**Задание A:** Какое слово Дженнифер подписывает под рисунком на доске в отрывке о визите к врачу?
**Задание B:** Пожалуйста, перепишите из отрывка о визите к врачу фрагмент, который открывается словами с «Несколько секунд она» и закрывается словами «слова читает, фразы.», поменяв «плюшевым медведем» на «плюшевым зайцем».

**Отрывок для разбора:**

Я теряюсь. Больше сказать, в общем-то, нечего, поскольку с ним не происходит ничего очевидно «не такого».
— О’кей, — говорит доктор. Она начинает задавать нам стандартные вопросы: проведенные по графику прививки, последние перенесенные заболевания; потом обследует его маленькое крепкое тело. Морган игнорирует ее, занятый пуговицей на моей рубашке. Доктор проделывает обычные врачебные манипуляции, и Морган с силой выдергивает ушной зонд, как сделал бы всякий чувствительный ребенок.
— Хорошо слышит? — спрашивает доктор.
— Слышит, когда я разворачиваю на другом конце дома упаковку с чем-нибудь вкусненьким.
— Хм… — она опускает свои записи. — Не обследовали его на предмет задержки развития?
— Что-что? — мы с Дженнифер удивленно смотрим на нее.
— Ваш ребенок ни слова не сказал за последние пять минут. Потом, — доктор отступает на несколько шагов назад, к двери, — он даже не взглянул, когда я вошла, когда я назвала его по имени. Когда потрясла игрушкой.
Она снова дребезжит довольно невыразительной погремушкой.
— Да он очень послушный ребенок, — объясняю я. — Ему до вас просто нет дела. Что в этом такого?
— Морган, — говорит доктор, — хочешь наклейку?
Несколько секунд она держит перед ним мрачную маленькую картинку с плюшевым медведем, затем отступает.
— Даже не взглянул.
Я тоже не стал бы на это смотреть.
— Ну да, он такой, — говорит Дженнифер. — Если он на чем-то сосредоточился, то вы что угодно можете держать в руках и кто угодно может в комнату войти. Он взаимодействует, но только когда ему нравится.
— Это нетипично для его возраста, — настаивает доктор. — Да и с вами-то он не использует речь тоже.
— Он говорит… Ну, как сказать, он зачарован языком. В годик выучил алфавит.
— Неужели?
— Да-да. Сейчас слова читает, фразы.
Дженнифер достает доску для набросков, которую Морган заставляет нас повсюду брать с собой.
— Глядите, — Дженнифер обращается и к врачу, и к Моргану. Рисует на доске гроздь круглых плодов с веточкой и подписывает: «ВИНОГРАД».
— Винаглад! — вопит Морган.

[Записи набора данных]

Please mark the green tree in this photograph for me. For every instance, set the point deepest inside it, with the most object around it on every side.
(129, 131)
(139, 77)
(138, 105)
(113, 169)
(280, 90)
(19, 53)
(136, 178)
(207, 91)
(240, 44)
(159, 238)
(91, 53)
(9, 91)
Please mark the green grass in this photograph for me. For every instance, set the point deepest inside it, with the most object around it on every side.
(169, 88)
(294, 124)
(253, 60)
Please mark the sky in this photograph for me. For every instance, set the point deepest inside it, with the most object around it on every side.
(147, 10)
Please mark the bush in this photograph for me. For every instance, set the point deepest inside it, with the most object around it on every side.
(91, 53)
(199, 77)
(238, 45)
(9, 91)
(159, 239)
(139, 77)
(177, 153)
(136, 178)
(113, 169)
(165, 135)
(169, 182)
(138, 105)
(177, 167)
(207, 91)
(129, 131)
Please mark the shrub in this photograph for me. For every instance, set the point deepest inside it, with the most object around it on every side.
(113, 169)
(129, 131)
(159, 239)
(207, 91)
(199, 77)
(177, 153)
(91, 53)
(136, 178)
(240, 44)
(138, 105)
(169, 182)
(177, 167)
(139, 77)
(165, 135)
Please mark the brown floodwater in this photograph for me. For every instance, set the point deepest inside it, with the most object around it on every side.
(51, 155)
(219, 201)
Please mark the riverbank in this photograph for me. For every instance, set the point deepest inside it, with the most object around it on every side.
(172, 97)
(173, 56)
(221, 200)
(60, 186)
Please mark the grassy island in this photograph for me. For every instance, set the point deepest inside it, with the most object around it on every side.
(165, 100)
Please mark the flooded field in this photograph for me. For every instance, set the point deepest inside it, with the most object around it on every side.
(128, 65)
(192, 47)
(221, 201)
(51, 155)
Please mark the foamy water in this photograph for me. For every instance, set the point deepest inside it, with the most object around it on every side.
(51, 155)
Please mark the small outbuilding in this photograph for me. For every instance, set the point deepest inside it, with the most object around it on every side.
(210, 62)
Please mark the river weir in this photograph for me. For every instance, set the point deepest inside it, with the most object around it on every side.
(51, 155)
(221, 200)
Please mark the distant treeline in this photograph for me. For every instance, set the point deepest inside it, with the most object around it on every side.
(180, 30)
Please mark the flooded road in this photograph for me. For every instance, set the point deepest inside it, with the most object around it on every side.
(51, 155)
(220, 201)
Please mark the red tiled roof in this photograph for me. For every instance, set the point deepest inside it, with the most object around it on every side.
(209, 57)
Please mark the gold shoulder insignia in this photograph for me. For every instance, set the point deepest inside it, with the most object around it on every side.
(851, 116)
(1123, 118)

**Результат A:** «ВИНОГРАД».

**Результат B:**
Несколько секунд она держит перед ним мрачную маленькую картинку с плюшевым зайцем, затем отступает.
— Даже не взглянул.
Я тоже не стал бы на это смотреть.
— Ну да, он такой, — говорит Дженнифер. — Если он на чем-то сосредоточился, то вы что угодно можете держать в руках и кто угодно может в комнату войти. Он взаимодействует, но только когда ему нравится.
— Это нетипично для его возраста, — настаивает доктор. — Да и с вами-то он не использует речь тоже.
— Он говорит… Ну, как сказать, он зачарован языком. В годик выучил алфавит.
— Неужели?
— Да-да. Сейчас слова читает, фразы.